Revise the lines from the one containing "[outline] bird's body, every instance" through the end of the material, changing "vertex pairs" to "coordinate pairs" and leaving everything else unchanged. Leave the pictures out of your answer.
[start of PROVIDED RECORDS]
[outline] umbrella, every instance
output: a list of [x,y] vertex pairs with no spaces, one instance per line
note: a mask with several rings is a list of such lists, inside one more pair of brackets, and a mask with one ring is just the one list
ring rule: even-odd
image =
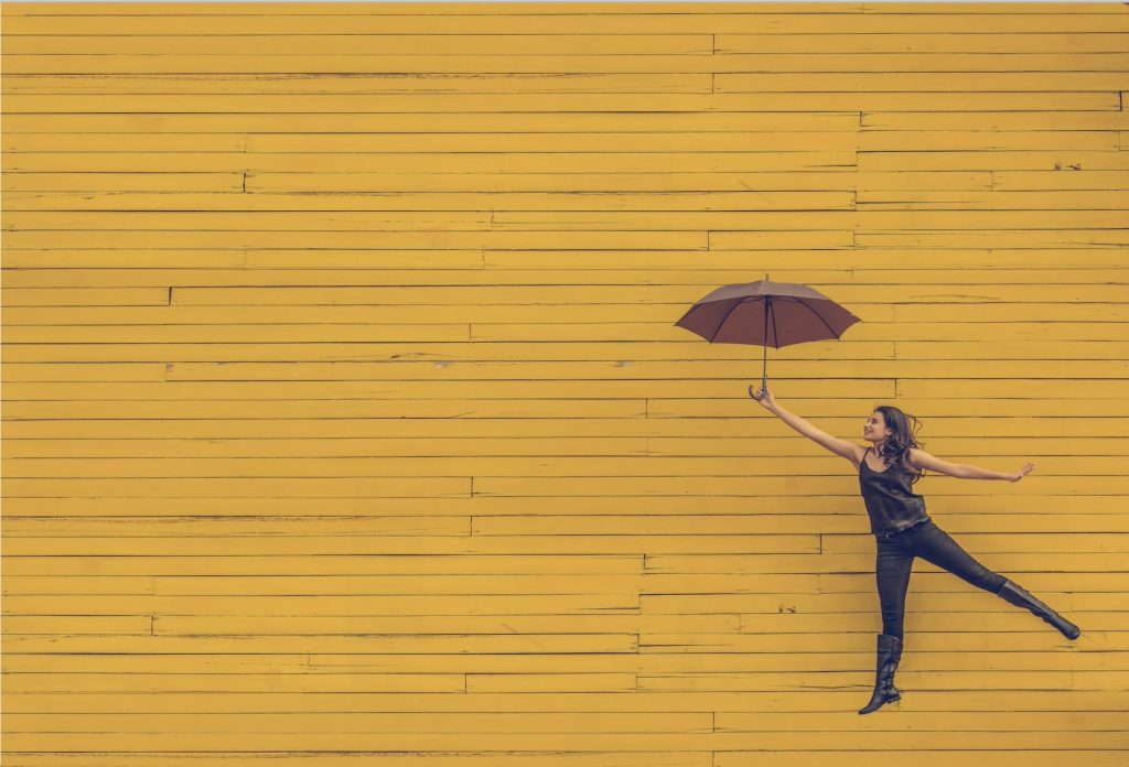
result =
[[[674,325],[718,344],[764,346],[761,389],[768,386],[769,346],[780,349],[806,341],[839,338],[861,321],[813,288],[793,282],[771,282],[765,273],[758,282],[723,285],[699,300]],[[749,393],[753,393],[752,385]]]

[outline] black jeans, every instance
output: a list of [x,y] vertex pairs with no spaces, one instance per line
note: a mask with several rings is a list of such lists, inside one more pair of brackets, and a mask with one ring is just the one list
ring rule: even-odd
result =
[[875,575],[878,600],[882,602],[882,633],[898,638],[902,638],[905,591],[910,584],[914,557],[931,562],[994,594],[999,593],[1007,580],[977,562],[931,519],[887,537],[875,536],[875,540],[878,544]]

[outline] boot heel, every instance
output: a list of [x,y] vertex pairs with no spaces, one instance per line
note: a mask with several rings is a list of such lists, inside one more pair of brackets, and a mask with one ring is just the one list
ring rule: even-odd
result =
[[878,634],[877,671],[875,672],[874,694],[870,702],[859,714],[869,714],[887,703],[902,699],[901,691],[894,687],[894,672],[902,659],[902,641],[890,634]]
[[1077,640],[1078,636],[1082,635],[1080,628],[1060,616],[1043,602],[1035,599],[1026,589],[1021,587],[1015,581],[1005,580],[1004,587],[999,590],[997,596],[1004,601],[1015,605],[1016,607],[1031,610],[1031,612],[1057,628],[1059,633],[1068,640]]

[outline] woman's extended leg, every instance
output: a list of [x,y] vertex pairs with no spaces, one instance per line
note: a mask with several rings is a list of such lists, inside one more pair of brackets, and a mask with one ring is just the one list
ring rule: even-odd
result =
[[907,545],[914,555],[947,570],[974,587],[997,594],[1016,607],[1031,610],[1068,640],[1076,640],[1082,634],[1082,629],[1032,597],[1019,584],[980,564],[936,524],[926,522],[921,526],[920,532],[916,529],[909,532],[912,535],[907,537]]
[[975,557],[961,548],[953,537],[929,521],[919,528],[908,530],[903,536],[916,556],[947,570],[978,589],[998,594],[1007,580],[999,573],[983,566]]

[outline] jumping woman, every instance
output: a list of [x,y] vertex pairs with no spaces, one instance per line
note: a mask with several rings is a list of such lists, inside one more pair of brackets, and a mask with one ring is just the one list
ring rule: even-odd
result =
[[[752,394],[752,387],[749,390]],[[859,714],[869,714],[883,704],[901,699],[900,690],[894,687],[894,672],[902,656],[905,591],[914,557],[931,562],[978,589],[990,591],[1012,605],[1031,610],[1068,640],[1078,638],[1082,632],[1077,626],[1014,581],[984,567],[961,548],[947,532],[934,523],[926,513],[925,497],[912,488],[913,483],[924,476],[922,469],[962,479],[1018,482],[1034,468],[1034,464],[1025,464],[1018,471],[1005,474],[935,458],[918,447],[914,439],[918,420],[890,405],[876,407],[867,418],[863,439],[870,444],[864,448],[837,439],[789,413],[777,404],[767,387],[758,389],[752,396],[762,407],[804,437],[849,460],[858,471],[859,488],[870,517],[870,532],[876,541],[875,575],[882,605],[882,634],[878,635],[877,643],[874,694],[870,702],[859,709]],[[912,433],[908,420],[913,421]]]

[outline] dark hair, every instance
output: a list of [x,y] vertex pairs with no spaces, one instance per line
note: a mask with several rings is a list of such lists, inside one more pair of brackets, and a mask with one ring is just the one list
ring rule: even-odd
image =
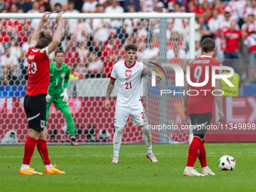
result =
[[75,2],[74,1],[69,1],[69,4],[74,4],[75,5]]
[[53,41],[53,37],[44,32],[40,32],[39,38],[36,41],[36,44],[35,46],[37,49],[42,49],[45,47],[47,47],[49,44]]
[[134,44],[127,44],[126,46],[125,46],[125,51],[128,51],[129,50],[133,50],[137,51],[138,47]]
[[55,52],[55,56],[57,56],[57,53],[62,53],[63,55],[64,55],[64,51],[63,51],[63,50],[57,50]]
[[55,4],[54,7],[56,8],[56,6],[59,6],[60,8],[62,7],[61,5],[60,5],[59,3]]
[[202,42],[202,49],[203,53],[212,52],[215,48],[215,41],[210,38],[206,38]]
[[175,6],[175,5],[178,5],[178,7],[181,7],[181,5],[179,3],[179,2],[175,2],[174,5],[173,5],[173,7]]

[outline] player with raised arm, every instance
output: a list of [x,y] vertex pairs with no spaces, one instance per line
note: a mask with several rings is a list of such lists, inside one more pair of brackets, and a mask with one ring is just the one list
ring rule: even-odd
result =
[[[189,64],[190,78],[192,82],[202,83],[206,76],[206,68],[209,67],[209,81],[203,87],[190,86],[184,80],[183,96],[184,113],[189,115],[191,124],[194,126],[193,130],[194,139],[188,148],[187,163],[184,170],[184,176],[205,176],[215,175],[215,174],[208,167],[206,163],[206,152],[204,146],[205,136],[206,133],[206,126],[209,125],[212,114],[213,95],[212,92],[215,90],[215,99],[219,109],[220,122],[224,119],[222,106],[221,79],[215,80],[215,87],[212,87],[212,67],[215,66],[222,66],[218,60],[213,58],[216,48],[215,42],[212,38],[206,38],[202,42],[203,56],[198,57]],[[216,70],[215,74],[218,75],[219,71]],[[197,96],[187,96],[187,91],[189,89],[197,90]],[[206,91],[200,91],[206,90]],[[199,129],[197,129],[199,128]],[[200,129],[201,128],[201,130]],[[194,169],[194,165],[199,158],[203,168],[202,174]]]
[[62,18],[57,14],[58,26],[53,38],[41,31],[44,23],[49,19],[50,12],[45,12],[34,32],[30,41],[30,47],[27,54],[29,62],[29,80],[24,109],[29,123],[29,133],[24,146],[23,162],[20,170],[20,175],[43,175],[29,167],[31,157],[35,146],[45,165],[45,174],[65,174],[50,163],[47,146],[47,130],[45,127],[46,99],[50,81],[49,54],[60,43],[62,38]]
[[[118,163],[118,154],[122,142],[122,132],[128,117],[131,115],[134,125],[139,125],[142,131],[143,140],[146,145],[146,157],[153,163],[158,160],[152,152],[151,134],[148,127],[148,120],[139,96],[139,87],[142,75],[151,76],[152,72],[145,65],[135,60],[137,47],[128,44],[125,47],[126,60],[114,64],[108,85],[105,108],[109,110],[109,97],[112,93],[114,82],[117,81],[118,93],[114,113],[114,128],[113,145],[114,158],[112,163]],[[156,74],[157,80],[162,80]]]
[[63,63],[63,61],[64,52],[60,50],[56,50],[55,52],[55,62],[50,63],[50,78],[48,94],[46,96],[47,104],[45,122],[47,122],[50,105],[53,102],[56,110],[60,109],[67,120],[68,129],[71,136],[71,145],[78,145],[78,144],[75,142],[75,123],[68,104],[70,69],[67,65]]

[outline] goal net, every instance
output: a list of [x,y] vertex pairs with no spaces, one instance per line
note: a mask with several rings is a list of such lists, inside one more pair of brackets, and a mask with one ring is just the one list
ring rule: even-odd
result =
[[[2,144],[24,143],[29,135],[23,100],[28,79],[26,54],[29,41],[42,14],[2,14],[0,15],[0,140]],[[43,30],[53,35],[56,14],[51,14]],[[63,14],[62,38],[58,49],[65,53],[71,69],[69,105],[75,124],[78,142],[111,142],[114,133],[117,85],[110,99],[110,110],[104,101],[112,67],[125,59],[124,47],[136,44],[136,60],[150,69],[150,62],[161,66],[176,59],[194,58],[194,14]],[[49,56],[54,61],[54,52]],[[173,60],[174,59],[174,60]],[[181,64],[183,62],[178,62]],[[186,62],[187,63],[187,62]],[[163,68],[167,79],[152,87],[143,77],[140,89],[149,124],[189,123],[184,114],[181,95],[160,96],[160,90],[175,88],[171,69]],[[52,104],[47,122],[48,142],[69,142],[66,120]],[[188,142],[188,130],[151,129],[153,142]],[[123,130],[123,142],[143,142],[139,126],[131,117]]]

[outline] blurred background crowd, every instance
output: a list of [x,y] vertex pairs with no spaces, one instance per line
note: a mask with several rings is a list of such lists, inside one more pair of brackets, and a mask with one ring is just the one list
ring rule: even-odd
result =
[[[196,57],[200,43],[215,40],[215,59],[233,59],[230,66],[245,82],[254,83],[256,58],[256,0],[0,0],[1,13],[166,12],[195,13],[196,33],[189,36],[188,20],[166,20],[166,39],[159,35],[159,20],[63,20],[62,38],[58,49],[65,53],[71,78],[109,77],[113,65],[124,59],[124,47],[137,44],[137,60],[158,59],[160,41],[166,42],[168,59],[189,59],[188,41],[194,38]],[[29,38],[40,19],[0,20],[0,84],[26,84],[26,53]],[[56,20],[44,30],[53,35]],[[190,58],[193,59],[193,58]],[[54,60],[54,53],[50,55]],[[173,61],[173,60],[172,60]]]

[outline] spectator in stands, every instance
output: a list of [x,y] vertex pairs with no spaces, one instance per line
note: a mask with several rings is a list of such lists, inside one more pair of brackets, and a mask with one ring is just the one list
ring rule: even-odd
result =
[[59,3],[64,11],[68,9],[68,0],[50,0],[50,10],[54,10],[56,3]]
[[247,2],[245,0],[231,0],[225,8],[225,11],[230,13],[231,20],[235,20],[239,24],[239,27],[243,23],[243,15],[245,13]]
[[154,0],[139,0],[142,12],[152,12],[154,9]]
[[200,46],[200,41],[196,41],[195,42],[195,58],[197,59],[197,57],[200,57],[202,56],[202,50],[201,50],[201,46]]
[[[247,45],[249,53],[249,67],[251,80],[253,83],[255,82],[255,59],[256,59],[256,34],[255,32],[251,32],[245,41],[245,44]],[[242,76],[246,76],[246,73],[243,73]],[[242,79],[245,79],[242,77]],[[242,77],[241,77],[242,79]]]
[[104,62],[104,76],[109,77],[114,64],[118,60],[120,50],[122,45],[116,35],[112,35],[108,38],[108,41],[102,48],[101,59]]
[[11,56],[14,56],[17,59],[20,58],[20,47],[19,47],[18,42],[15,41],[14,37],[11,38],[9,50]]
[[[111,0],[111,5],[108,6],[105,9],[105,13],[108,14],[122,14],[123,13],[123,8],[118,5],[117,0]],[[120,32],[121,28],[123,27],[123,20],[111,19],[110,22],[110,26],[117,29],[117,33]]]
[[221,21],[224,20],[222,14],[218,14],[218,11],[212,11],[212,17],[208,22],[208,26],[211,32],[216,33],[221,26]]
[[243,23],[241,29],[245,36],[251,32],[256,32],[256,20],[254,20],[254,15],[250,14],[245,18],[245,23]]
[[222,5],[221,1],[221,0],[215,0],[214,2],[214,6],[213,8],[214,9],[217,9],[218,11],[218,14],[222,14],[225,12],[225,6]]
[[5,53],[1,56],[1,65],[5,76],[4,84],[14,84],[14,81],[18,77],[18,59],[14,55],[11,55],[9,48],[5,49]]
[[[104,13],[104,7],[98,4],[96,5],[97,14]],[[101,45],[106,41],[109,36],[109,19],[93,19],[92,27],[93,29],[93,38],[100,41]]]
[[[172,13],[184,13],[181,10],[181,5],[178,2],[174,4],[174,11]],[[185,19],[172,19],[170,20],[172,24],[172,31],[183,32],[186,28],[187,20]]]
[[84,41],[81,43],[78,48],[79,55],[81,56],[81,60],[82,62],[85,63],[87,61],[87,57],[89,56],[90,51],[87,47],[87,42]]
[[28,11],[28,14],[39,14],[39,2],[33,2],[32,8]]
[[225,59],[233,59],[233,68],[235,72],[239,74],[238,53],[242,38],[242,33],[240,30],[236,29],[236,22],[232,21],[230,23],[230,28],[224,32],[224,37],[227,41],[224,56]]
[[[39,14],[44,13],[44,10],[39,11],[39,2],[34,2],[32,4],[32,9],[28,11],[28,14]],[[34,30],[39,24],[41,19],[32,19],[31,20],[30,26],[32,28],[32,29]]]
[[98,2],[96,0],[89,0],[83,5],[82,11],[84,13],[95,13],[96,11],[96,5]]
[[[74,9],[74,8],[75,8],[75,2],[69,1],[68,10],[65,13],[66,14],[78,14],[79,11]],[[70,29],[73,27],[74,25],[76,25],[78,21],[78,19],[69,19],[68,20],[69,20],[69,25]]]
[[10,13],[11,14],[16,14],[18,11],[18,8],[17,7],[16,4],[11,4],[10,5]]
[[197,22],[200,26],[200,31],[201,37],[202,37],[201,42],[206,38],[213,38],[214,35],[209,29],[208,26],[206,24],[204,17],[198,17]]
[[154,47],[153,41],[151,41],[148,47],[143,52],[145,59],[158,59],[159,48]]
[[126,0],[123,2],[124,12],[129,12],[130,8],[133,8],[136,12],[141,11],[141,6],[139,5],[139,0]]
[[[105,42],[105,44],[106,44]],[[100,44],[100,41],[94,39],[91,44],[91,46],[89,47],[90,52],[96,52],[99,57],[102,55],[102,49],[103,49],[103,46]]]
[[104,72],[103,62],[97,56],[96,53],[90,53],[86,69],[90,78],[100,78]]
[[28,2],[26,0],[19,0],[16,3],[16,5],[17,6],[18,8],[22,8],[24,13],[26,13],[32,9],[32,3]]
[[251,0],[251,7],[247,7],[244,15],[244,19],[245,19],[250,14],[256,17],[256,0]]
[[52,11],[52,13],[59,13],[59,12],[62,12],[62,8],[61,6],[61,5],[59,3],[56,3],[55,4],[55,6],[54,6],[54,10]]
[[83,19],[78,19],[76,24],[72,25],[70,29],[72,38],[74,38],[77,41],[87,40],[92,34],[90,26]]

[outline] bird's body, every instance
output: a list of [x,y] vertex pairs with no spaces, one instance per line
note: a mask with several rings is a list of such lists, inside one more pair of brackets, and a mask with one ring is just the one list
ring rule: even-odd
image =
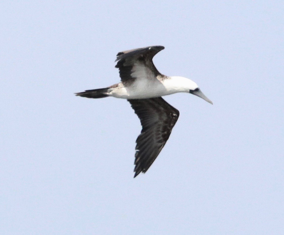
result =
[[136,79],[131,84],[125,85],[122,82],[111,88],[109,95],[116,98],[148,99],[159,97],[178,92],[188,92],[185,84],[188,79],[182,77],[163,77],[155,80]]
[[161,96],[190,93],[212,103],[193,81],[182,77],[168,77],[158,71],[152,59],[164,48],[156,46],[119,53],[116,67],[119,70],[120,82],[76,93],[89,98],[111,96],[126,99],[130,103],[142,126],[136,140],[134,177],[145,172],[153,163],[178,118],[178,111]]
[end of PROVIDED RECORDS]
▶ _THE COMPLETED TASK_
[outline] bird's body, every instance
output: a list of [x,y] coordinate pairs with no spaces, one instance per line
note: a mask with several rings is a list of such lists, inside one more pair of brackets, and a mask with one ring is just the one list
ring rule: even-odd
image =
result =
[[136,79],[131,84],[125,85],[122,82],[111,88],[109,95],[116,98],[148,99],[159,97],[178,92],[188,92],[185,84],[188,79],[182,77],[163,77],[155,80]]
[[161,96],[190,93],[212,103],[193,81],[182,77],[168,77],[158,71],[152,59],[164,48],[156,46],[119,53],[116,67],[119,70],[120,82],[76,93],[89,98],[111,96],[126,99],[130,103],[142,126],[136,140],[134,177],[145,172],[153,163],[178,118],[178,111]]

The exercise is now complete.